任务要求:
将下方材料中从含有“I'd appreciate your help locating every asphalt”的那一行起，到含有“0 132 320 179”的那一行为止（首尾两行都包括）的各行重新写出，请求文字照录不改，答案中的边界框坐标则一律乘以 2.15，并四舍五入为整数（恰好为 .5 时进位）。只给出这些行。

一组数据:

--*--

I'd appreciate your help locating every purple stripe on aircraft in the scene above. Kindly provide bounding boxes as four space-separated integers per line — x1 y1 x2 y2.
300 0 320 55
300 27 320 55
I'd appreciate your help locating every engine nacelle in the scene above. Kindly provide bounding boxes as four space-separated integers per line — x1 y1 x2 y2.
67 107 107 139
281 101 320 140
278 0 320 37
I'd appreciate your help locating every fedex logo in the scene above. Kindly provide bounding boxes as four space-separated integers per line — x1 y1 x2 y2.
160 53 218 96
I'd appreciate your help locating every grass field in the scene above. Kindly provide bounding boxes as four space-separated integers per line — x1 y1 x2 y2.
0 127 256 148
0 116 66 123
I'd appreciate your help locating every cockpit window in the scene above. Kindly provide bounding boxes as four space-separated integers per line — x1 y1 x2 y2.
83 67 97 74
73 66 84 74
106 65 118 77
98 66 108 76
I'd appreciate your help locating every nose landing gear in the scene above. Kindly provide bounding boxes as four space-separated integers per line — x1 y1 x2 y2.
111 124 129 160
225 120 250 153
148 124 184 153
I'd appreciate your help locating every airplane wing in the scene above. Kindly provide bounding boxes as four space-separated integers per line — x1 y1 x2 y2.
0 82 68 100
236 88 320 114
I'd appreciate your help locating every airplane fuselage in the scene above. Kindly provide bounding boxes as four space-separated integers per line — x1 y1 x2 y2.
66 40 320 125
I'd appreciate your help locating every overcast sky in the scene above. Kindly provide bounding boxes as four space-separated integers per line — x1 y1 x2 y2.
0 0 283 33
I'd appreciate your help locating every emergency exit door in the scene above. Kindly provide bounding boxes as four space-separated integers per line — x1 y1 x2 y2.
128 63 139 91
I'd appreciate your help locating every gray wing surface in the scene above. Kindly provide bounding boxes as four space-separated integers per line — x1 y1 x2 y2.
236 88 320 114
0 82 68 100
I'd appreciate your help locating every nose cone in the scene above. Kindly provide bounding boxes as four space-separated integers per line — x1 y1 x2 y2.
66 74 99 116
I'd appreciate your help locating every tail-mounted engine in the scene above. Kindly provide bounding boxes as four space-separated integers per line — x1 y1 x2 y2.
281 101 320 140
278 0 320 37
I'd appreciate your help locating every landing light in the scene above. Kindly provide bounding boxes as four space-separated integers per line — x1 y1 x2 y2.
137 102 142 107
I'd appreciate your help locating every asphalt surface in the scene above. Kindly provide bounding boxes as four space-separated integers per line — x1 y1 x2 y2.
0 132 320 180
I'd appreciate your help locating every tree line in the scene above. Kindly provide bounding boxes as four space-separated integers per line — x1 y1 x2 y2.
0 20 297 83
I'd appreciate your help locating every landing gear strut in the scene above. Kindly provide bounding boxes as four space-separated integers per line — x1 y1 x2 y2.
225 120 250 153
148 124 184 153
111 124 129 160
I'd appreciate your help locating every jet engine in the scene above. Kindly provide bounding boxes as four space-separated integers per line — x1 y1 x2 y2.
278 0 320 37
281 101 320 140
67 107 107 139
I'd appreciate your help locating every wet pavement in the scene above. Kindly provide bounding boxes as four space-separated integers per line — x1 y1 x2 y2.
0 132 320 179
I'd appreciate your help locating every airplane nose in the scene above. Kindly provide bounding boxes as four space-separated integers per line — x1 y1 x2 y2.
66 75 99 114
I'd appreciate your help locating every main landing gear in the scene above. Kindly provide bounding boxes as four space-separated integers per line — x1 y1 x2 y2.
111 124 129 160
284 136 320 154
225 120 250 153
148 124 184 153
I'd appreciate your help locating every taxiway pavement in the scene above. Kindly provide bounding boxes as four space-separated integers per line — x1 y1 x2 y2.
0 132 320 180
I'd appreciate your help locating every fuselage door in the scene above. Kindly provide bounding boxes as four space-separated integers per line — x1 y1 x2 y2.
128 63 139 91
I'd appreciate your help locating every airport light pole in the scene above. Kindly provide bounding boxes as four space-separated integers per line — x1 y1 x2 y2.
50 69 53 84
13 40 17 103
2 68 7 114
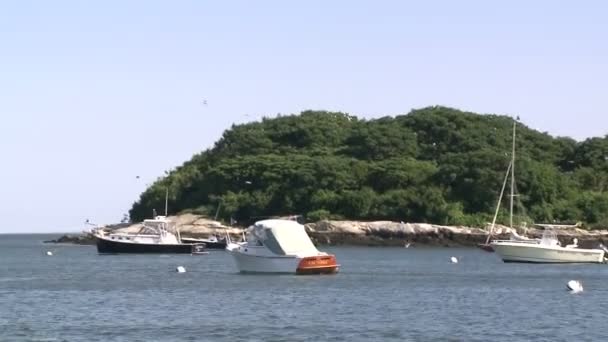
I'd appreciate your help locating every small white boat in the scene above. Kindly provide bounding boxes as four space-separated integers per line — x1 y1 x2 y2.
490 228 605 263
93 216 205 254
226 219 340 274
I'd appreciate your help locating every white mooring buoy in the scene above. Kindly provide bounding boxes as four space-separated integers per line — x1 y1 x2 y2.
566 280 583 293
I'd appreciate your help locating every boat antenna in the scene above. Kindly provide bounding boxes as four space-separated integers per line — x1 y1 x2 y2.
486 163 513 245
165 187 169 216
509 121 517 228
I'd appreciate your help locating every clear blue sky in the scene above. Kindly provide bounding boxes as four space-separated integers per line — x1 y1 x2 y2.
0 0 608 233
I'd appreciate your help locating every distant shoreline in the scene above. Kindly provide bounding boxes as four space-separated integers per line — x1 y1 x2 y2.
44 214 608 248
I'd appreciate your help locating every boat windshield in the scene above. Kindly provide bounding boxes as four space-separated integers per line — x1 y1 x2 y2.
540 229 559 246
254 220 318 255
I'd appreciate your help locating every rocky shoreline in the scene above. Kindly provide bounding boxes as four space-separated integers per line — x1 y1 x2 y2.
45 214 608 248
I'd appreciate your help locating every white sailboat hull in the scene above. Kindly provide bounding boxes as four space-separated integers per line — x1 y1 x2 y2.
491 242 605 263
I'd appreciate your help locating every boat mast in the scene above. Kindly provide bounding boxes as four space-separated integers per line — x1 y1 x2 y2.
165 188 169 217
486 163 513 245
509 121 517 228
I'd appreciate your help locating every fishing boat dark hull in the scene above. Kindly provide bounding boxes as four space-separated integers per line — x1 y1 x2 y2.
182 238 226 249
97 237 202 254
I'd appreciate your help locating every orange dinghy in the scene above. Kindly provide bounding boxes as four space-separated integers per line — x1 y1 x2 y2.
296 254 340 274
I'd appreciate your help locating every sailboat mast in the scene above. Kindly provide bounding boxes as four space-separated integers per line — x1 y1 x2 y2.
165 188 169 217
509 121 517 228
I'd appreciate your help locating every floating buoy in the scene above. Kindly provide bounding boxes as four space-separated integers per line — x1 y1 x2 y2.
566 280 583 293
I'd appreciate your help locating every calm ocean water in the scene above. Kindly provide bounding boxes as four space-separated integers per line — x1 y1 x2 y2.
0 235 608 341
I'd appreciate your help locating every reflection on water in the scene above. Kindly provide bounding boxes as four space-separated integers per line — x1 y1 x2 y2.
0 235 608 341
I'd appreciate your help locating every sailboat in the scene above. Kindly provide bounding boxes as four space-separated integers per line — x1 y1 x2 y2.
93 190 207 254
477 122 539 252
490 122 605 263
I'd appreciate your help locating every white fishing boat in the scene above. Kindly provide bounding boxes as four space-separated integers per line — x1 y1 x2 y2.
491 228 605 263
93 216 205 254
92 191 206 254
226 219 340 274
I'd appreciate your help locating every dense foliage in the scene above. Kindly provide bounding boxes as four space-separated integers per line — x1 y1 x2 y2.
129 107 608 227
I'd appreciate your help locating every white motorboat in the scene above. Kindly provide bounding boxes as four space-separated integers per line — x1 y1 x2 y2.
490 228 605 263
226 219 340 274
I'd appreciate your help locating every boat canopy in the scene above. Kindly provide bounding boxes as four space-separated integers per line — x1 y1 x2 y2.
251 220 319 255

--*--

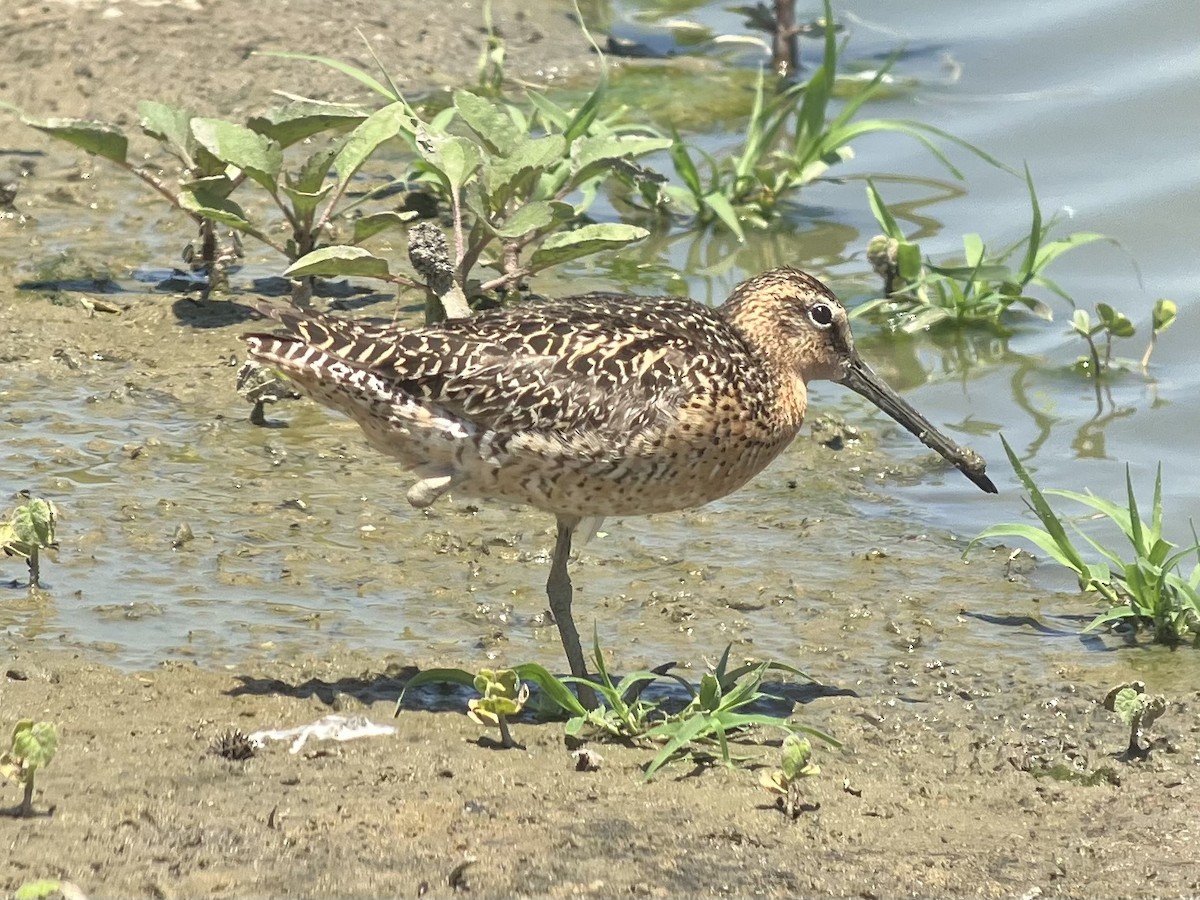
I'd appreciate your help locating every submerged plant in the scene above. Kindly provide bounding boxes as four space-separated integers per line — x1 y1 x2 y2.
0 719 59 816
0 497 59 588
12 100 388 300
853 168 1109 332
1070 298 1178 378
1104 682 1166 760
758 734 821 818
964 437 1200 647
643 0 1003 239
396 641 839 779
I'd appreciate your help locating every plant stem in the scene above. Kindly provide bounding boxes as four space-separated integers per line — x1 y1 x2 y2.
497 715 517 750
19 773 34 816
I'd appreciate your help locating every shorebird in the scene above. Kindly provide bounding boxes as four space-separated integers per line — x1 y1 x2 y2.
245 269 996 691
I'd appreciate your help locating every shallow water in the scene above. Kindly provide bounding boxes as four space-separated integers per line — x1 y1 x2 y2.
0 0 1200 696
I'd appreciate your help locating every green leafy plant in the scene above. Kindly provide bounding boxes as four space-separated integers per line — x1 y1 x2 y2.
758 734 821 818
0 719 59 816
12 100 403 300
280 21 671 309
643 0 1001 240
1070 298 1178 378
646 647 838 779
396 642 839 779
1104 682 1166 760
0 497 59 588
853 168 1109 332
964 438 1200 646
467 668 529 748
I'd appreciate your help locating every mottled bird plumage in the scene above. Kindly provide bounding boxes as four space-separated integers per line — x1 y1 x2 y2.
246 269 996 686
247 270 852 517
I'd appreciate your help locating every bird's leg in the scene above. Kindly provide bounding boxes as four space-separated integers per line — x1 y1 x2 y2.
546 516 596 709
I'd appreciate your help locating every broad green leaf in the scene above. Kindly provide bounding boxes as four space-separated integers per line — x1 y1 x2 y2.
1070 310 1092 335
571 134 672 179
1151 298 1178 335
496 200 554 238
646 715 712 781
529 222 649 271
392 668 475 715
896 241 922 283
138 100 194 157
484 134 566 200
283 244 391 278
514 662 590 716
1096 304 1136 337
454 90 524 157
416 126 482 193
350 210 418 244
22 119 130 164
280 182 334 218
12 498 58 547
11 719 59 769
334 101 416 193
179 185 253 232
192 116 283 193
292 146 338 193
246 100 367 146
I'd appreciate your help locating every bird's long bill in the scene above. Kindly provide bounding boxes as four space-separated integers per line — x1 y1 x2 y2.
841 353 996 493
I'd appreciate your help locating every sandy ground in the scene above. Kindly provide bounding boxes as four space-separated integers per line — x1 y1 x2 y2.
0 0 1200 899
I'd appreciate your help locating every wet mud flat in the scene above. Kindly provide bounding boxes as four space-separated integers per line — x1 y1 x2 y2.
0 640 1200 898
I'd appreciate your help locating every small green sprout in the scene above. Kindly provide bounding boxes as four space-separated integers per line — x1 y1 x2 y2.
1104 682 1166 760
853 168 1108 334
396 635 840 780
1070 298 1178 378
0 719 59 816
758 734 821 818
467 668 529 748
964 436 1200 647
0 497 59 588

--*--

参考解答:
I'd appreciate your help locating every asphalt surface in the scene above. Kindly provide bounding boxes as four space-separated integers per line — x1 y1 x2 y2.
0 284 688 387
I'd appreciate your help locating every tree line in the scene above. Kindly provide bounding boxes as four space-separated integers per line — x1 y1 x2 y2.
0 43 639 178
I'd appreciate your help locating every landing gear strut in the scene above. Kindly provide bounding boxes as four space-separated integers per line — x1 y1 x2 y2.
484 258 538 329
318 267 396 329
239 267 277 344
I'd appreciate your help locating every jet engine in the scene above. Kindly provide bounding boxes as four space-separated integers per line — x1 y1 x2 y2.
598 0 688 80
604 217 688 301
144 230 230 299
I'd appreciate your help locating every wet pavement in the scene above. Kindly provide bounding boxes as four space-separated integers per line — x1 y1 x2 y2.
0 284 688 385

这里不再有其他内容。